* Data extract
○ ○ ○
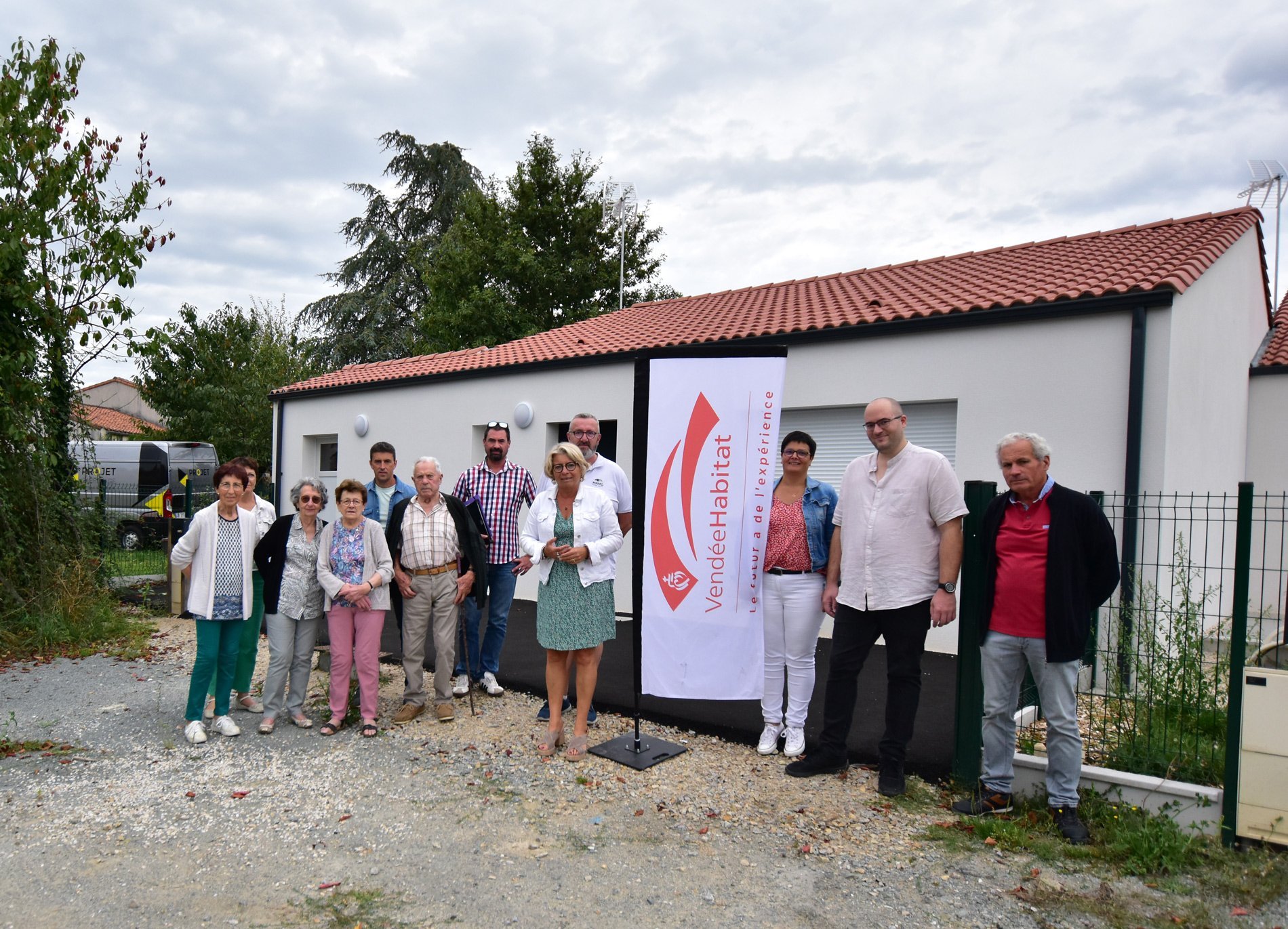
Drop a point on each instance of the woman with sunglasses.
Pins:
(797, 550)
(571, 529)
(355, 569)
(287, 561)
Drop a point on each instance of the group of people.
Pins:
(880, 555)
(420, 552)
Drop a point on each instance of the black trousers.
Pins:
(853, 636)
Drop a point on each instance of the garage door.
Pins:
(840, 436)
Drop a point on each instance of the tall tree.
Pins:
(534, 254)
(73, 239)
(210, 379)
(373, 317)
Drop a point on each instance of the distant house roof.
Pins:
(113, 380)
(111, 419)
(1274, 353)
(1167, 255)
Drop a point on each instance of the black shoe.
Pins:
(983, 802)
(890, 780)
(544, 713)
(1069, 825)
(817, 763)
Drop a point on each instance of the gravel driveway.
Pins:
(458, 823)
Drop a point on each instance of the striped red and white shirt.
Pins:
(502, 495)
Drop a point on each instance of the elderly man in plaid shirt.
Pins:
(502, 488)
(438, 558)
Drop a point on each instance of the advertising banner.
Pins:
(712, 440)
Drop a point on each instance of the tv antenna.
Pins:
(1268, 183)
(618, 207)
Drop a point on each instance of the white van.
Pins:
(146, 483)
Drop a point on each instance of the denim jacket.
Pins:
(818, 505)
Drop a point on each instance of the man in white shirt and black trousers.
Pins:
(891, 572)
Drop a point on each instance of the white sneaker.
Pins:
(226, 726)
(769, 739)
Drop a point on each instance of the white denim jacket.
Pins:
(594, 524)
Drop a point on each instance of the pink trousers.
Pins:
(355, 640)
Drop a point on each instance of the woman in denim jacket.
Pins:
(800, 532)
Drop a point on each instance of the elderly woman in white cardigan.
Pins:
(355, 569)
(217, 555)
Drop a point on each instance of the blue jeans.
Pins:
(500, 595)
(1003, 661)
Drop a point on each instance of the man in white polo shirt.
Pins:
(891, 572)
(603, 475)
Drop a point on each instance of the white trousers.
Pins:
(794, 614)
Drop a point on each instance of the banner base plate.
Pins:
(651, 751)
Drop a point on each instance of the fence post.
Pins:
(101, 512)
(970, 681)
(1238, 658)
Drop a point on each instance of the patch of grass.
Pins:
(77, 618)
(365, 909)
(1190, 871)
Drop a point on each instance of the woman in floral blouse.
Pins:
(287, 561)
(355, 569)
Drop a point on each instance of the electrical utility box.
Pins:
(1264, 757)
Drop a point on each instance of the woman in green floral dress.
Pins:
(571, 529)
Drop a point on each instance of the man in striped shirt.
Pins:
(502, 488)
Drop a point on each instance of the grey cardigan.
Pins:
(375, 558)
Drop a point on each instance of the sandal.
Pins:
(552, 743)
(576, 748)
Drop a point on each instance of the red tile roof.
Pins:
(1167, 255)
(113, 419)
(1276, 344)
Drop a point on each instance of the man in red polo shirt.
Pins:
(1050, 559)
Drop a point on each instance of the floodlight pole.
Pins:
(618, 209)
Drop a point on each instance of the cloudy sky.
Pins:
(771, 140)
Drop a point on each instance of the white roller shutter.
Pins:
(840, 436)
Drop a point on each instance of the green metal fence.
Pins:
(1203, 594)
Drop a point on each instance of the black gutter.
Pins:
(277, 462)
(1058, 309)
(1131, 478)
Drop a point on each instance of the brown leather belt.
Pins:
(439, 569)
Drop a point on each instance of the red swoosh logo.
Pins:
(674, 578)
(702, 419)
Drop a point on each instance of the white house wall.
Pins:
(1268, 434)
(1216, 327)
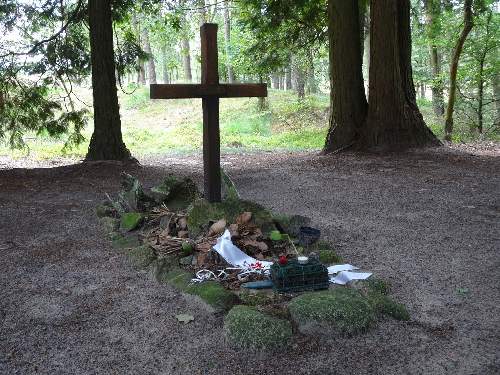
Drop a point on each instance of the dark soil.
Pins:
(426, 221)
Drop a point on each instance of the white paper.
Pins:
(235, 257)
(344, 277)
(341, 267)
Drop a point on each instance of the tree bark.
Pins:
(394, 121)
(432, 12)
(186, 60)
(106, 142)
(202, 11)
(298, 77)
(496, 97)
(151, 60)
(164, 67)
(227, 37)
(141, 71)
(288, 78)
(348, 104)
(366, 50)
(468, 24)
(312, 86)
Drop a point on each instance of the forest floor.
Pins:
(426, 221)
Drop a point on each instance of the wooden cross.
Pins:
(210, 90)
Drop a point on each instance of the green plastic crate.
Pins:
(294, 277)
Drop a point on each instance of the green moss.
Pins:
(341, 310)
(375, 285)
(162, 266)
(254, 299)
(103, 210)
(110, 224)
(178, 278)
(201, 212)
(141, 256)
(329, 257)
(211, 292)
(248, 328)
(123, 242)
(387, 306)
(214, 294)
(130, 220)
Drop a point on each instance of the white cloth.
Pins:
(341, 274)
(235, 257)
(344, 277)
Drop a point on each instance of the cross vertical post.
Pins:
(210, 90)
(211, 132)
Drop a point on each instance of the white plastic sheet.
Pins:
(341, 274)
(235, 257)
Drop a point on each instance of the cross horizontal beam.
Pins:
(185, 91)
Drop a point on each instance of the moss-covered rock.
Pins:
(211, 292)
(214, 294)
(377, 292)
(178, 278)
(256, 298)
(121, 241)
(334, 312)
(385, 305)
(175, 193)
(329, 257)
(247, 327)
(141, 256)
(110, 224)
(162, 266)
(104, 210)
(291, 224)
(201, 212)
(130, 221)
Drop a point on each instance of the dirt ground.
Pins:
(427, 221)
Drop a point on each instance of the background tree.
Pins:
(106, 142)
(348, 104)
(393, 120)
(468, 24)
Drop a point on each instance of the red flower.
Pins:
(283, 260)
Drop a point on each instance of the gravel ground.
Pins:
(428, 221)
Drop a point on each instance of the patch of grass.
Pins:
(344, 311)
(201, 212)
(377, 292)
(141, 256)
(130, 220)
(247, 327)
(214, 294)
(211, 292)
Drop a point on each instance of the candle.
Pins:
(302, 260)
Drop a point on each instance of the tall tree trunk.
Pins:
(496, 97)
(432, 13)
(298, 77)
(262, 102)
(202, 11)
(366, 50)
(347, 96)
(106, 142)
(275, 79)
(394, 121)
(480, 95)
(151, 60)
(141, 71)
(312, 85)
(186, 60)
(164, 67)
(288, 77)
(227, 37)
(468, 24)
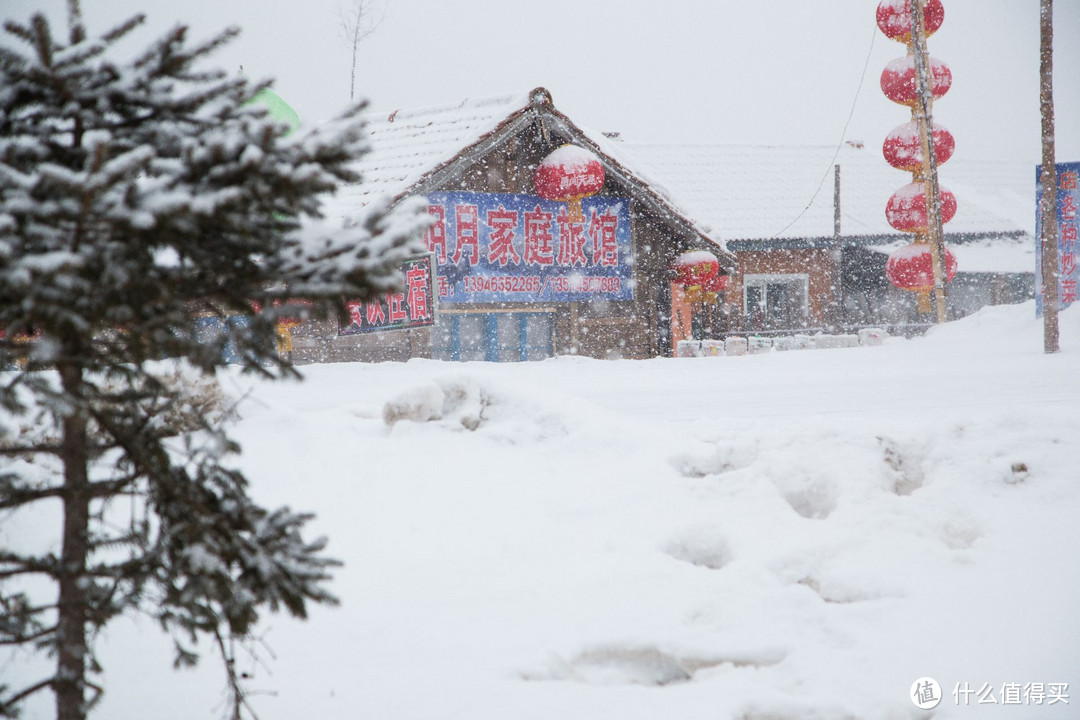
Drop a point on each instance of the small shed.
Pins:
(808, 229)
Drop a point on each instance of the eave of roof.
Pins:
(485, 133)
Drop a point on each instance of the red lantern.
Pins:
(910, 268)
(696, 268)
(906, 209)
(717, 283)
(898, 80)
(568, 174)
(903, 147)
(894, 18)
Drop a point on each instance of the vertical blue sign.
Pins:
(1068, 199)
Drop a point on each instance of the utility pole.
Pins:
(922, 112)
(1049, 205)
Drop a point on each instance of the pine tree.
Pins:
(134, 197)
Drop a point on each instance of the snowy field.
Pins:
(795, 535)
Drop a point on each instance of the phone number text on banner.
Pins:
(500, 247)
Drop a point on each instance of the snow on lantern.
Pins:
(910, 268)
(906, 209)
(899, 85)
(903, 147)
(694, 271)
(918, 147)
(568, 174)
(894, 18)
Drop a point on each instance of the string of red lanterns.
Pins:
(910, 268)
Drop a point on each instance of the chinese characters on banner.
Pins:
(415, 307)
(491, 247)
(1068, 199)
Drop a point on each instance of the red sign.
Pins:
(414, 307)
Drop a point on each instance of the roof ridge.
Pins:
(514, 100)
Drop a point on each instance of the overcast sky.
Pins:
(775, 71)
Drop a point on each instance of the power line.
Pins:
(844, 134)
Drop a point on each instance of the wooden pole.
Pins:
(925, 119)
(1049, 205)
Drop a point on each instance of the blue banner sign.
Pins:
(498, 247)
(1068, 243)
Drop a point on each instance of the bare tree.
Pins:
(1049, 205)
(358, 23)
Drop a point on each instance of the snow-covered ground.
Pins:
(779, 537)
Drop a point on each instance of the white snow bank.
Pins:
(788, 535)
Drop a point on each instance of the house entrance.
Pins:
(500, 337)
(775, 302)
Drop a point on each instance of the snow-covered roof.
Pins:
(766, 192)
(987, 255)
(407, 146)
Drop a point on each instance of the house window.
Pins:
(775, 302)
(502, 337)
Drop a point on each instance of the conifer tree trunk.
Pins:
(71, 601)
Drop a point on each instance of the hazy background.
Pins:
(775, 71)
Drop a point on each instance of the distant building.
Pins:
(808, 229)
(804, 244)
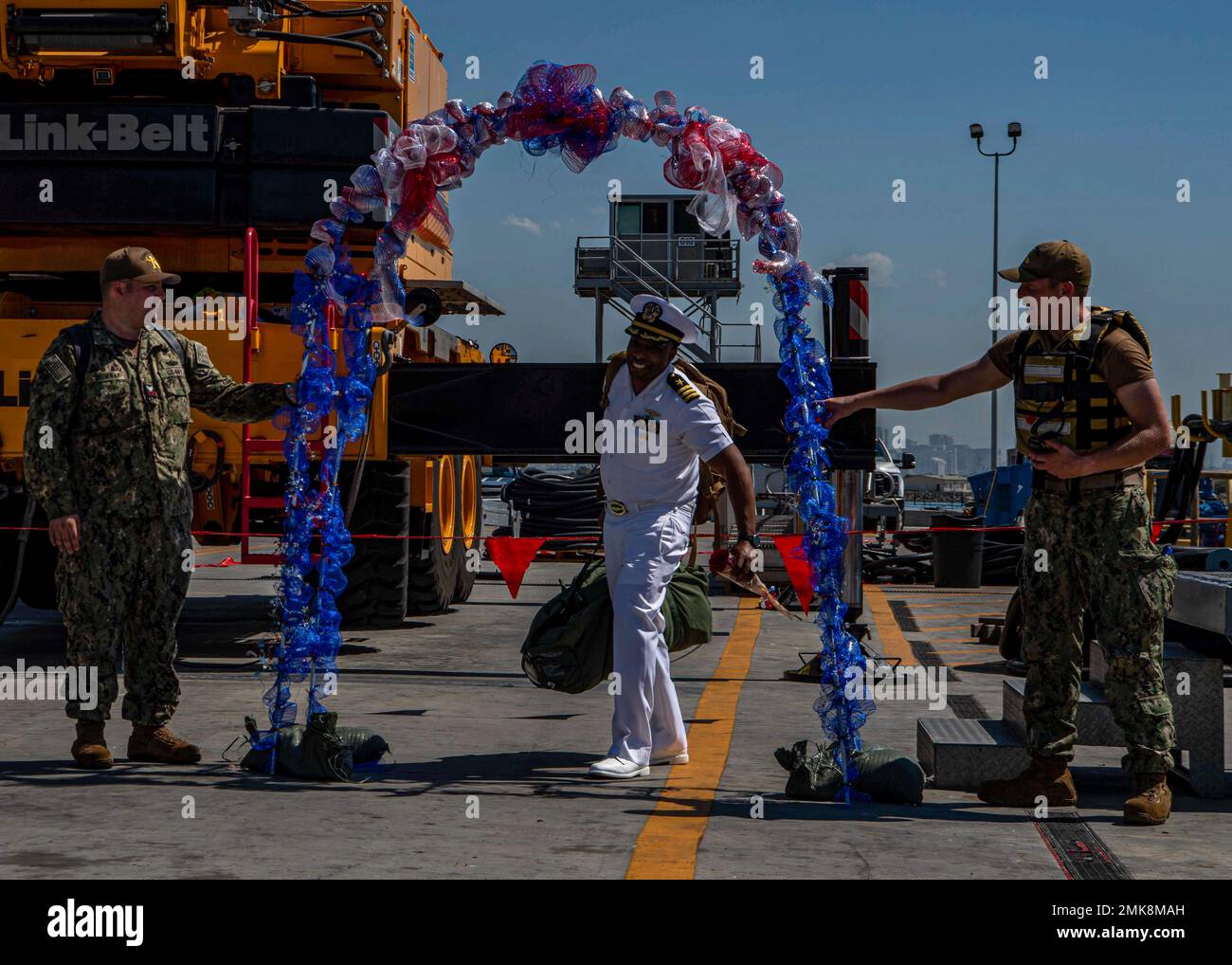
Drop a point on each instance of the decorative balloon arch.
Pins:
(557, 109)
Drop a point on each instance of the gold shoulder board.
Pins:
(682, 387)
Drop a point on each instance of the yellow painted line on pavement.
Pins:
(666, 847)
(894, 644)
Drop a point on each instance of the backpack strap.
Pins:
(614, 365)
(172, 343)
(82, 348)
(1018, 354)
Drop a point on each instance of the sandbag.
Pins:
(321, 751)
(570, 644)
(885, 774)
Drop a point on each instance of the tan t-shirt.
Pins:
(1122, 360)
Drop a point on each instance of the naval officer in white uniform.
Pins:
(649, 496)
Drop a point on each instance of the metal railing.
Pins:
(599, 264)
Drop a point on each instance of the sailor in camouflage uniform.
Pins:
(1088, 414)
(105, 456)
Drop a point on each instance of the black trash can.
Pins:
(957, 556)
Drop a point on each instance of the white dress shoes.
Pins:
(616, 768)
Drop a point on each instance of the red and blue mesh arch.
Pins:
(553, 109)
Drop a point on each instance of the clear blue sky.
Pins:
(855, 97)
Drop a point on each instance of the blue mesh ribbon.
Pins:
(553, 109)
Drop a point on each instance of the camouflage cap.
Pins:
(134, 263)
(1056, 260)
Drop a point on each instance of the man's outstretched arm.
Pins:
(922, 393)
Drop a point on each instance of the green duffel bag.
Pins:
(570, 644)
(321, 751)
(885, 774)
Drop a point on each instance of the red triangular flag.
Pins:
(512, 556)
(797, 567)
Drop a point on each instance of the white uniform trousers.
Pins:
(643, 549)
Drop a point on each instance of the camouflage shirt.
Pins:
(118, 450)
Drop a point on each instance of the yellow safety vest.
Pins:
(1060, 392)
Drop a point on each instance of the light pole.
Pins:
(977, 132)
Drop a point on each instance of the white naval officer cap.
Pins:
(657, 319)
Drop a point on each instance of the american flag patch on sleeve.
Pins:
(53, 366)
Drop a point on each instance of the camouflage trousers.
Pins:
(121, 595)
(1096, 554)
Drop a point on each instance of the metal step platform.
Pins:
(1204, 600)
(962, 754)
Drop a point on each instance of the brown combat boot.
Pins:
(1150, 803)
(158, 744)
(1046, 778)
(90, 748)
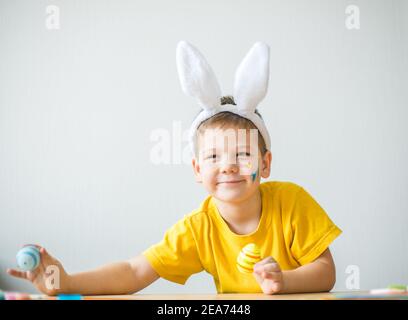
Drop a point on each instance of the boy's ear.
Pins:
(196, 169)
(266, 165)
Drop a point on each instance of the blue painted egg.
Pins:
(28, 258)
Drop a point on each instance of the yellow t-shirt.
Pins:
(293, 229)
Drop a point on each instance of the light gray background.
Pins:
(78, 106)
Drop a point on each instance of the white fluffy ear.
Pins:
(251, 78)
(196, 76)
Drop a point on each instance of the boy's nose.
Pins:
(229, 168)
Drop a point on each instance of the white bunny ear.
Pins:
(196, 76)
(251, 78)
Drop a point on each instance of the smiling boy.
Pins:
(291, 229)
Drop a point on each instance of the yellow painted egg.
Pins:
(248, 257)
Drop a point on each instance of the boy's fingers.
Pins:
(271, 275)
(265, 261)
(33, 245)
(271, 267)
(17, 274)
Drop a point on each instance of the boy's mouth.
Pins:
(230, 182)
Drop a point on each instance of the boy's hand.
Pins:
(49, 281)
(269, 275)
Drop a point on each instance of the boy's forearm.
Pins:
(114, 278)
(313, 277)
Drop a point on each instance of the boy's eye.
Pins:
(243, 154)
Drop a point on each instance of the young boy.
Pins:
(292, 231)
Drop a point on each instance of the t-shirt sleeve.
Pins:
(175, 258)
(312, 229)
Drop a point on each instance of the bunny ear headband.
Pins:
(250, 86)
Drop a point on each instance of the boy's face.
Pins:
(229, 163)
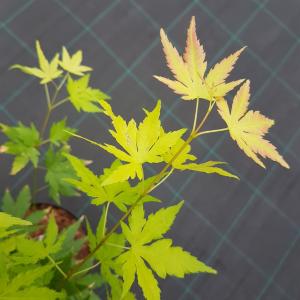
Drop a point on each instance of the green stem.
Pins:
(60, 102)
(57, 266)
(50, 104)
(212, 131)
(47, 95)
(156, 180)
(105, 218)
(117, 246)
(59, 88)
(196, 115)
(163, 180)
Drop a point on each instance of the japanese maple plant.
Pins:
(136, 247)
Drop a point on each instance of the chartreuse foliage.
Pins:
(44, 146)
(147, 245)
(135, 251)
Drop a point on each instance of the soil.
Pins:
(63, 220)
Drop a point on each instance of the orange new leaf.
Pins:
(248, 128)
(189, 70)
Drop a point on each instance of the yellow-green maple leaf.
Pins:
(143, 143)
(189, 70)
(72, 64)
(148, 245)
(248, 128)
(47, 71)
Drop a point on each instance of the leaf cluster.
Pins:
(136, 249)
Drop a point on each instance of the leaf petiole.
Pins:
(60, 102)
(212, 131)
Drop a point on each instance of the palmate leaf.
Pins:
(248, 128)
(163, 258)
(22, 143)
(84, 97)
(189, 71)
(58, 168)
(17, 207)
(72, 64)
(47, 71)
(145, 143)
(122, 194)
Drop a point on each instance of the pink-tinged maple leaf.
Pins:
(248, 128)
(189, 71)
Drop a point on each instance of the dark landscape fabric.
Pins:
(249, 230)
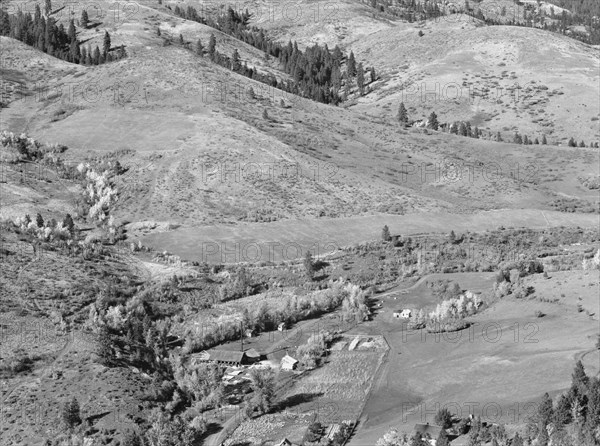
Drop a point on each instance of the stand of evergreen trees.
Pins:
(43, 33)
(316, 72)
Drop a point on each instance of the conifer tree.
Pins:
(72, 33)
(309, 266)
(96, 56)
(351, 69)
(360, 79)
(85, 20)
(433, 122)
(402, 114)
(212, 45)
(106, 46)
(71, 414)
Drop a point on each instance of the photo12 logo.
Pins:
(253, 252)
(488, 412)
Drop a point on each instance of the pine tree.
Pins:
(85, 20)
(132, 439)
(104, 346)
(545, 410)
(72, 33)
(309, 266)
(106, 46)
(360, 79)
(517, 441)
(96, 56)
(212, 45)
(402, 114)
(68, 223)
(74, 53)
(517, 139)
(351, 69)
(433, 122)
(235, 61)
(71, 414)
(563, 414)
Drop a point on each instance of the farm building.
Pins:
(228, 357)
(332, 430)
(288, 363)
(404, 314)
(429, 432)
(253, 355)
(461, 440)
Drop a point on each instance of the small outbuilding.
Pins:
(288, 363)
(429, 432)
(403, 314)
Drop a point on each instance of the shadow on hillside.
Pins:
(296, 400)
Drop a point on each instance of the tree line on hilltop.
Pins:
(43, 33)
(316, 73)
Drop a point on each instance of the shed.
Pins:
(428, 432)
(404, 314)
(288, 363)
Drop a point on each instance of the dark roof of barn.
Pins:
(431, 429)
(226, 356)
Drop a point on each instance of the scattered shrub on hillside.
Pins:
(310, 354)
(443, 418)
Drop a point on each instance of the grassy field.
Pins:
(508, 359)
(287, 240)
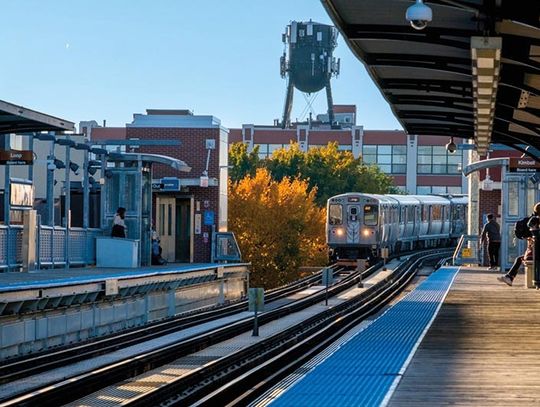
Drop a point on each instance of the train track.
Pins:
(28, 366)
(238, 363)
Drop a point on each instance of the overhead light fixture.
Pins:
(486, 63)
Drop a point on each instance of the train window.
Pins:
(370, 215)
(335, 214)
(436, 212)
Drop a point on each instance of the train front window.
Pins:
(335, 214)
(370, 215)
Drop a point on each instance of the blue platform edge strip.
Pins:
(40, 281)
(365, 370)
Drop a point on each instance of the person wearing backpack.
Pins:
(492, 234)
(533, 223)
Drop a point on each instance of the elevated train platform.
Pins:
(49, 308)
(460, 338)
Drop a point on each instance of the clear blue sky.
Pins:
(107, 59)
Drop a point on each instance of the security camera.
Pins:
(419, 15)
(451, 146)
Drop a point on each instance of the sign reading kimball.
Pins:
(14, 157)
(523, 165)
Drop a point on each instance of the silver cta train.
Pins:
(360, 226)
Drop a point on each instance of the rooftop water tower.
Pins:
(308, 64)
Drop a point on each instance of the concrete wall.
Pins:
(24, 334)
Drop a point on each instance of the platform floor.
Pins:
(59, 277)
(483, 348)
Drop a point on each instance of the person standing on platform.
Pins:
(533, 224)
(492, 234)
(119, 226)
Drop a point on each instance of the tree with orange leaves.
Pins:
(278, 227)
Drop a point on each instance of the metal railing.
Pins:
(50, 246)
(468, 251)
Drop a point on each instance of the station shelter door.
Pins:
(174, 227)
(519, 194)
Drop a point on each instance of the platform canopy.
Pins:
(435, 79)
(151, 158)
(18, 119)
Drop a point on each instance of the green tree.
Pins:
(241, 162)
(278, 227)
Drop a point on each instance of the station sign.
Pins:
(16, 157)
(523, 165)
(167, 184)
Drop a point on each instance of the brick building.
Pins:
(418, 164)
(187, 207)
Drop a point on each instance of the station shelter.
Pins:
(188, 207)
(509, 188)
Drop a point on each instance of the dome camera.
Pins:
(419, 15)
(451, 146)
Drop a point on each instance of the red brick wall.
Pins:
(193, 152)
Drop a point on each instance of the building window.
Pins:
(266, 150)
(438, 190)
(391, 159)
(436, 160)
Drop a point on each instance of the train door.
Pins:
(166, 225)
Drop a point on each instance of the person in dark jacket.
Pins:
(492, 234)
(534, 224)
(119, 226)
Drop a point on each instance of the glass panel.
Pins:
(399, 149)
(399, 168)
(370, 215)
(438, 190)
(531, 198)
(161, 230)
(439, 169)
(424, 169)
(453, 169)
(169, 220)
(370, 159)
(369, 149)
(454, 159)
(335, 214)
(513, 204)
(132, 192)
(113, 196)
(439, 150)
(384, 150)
○ ○ ○
* Exercise aim
Rescale everything from the line containing "and black trousers." down to the line containing "(1190, 871)", both ends included. Write out all of those lines again, requests too, with each point coordinate multiplied by 2.2 and rounded to a whole number, halves rounded up.

* Answer to this exercise
Drop a point on each instance of the man in white shirt and black trousers.
Pins:
(1960, 1258)
Drop a point on each instance of the white sneaker.
Pins:
(497, 1597)
(1692, 1626)
Drop a point on each instance of the white denim jacket.
Pins:
(1307, 1153)
Drop a point on each instance of the pink trousers.
Pins:
(781, 1408)
Drop a point on each instance of the woman in denim jacket.
Pins:
(1760, 1170)
Drop a point on each instance of the elderly woman in white cardigan.
Pins:
(781, 1252)
(477, 1221)
Drop a point on each instance of the blue jeans.
Pins:
(1100, 1309)
(2207, 1454)
Drop a point on each instance of the man in white polo shirt.
Pins:
(1960, 1258)
(1327, 1045)
Drop a point on each instance of the white trousers.
Pins:
(1747, 1351)
Drop a point on each instance of the banner base plate.
Pins:
(1432, 1652)
Drop a point on each instance of the fence post.
Pins:
(222, 1126)
(2134, 1498)
(2724, 1448)
Drop a point on each instance of the patch of grass.
Pins:
(169, 1360)
(803, 2000)
(2618, 1916)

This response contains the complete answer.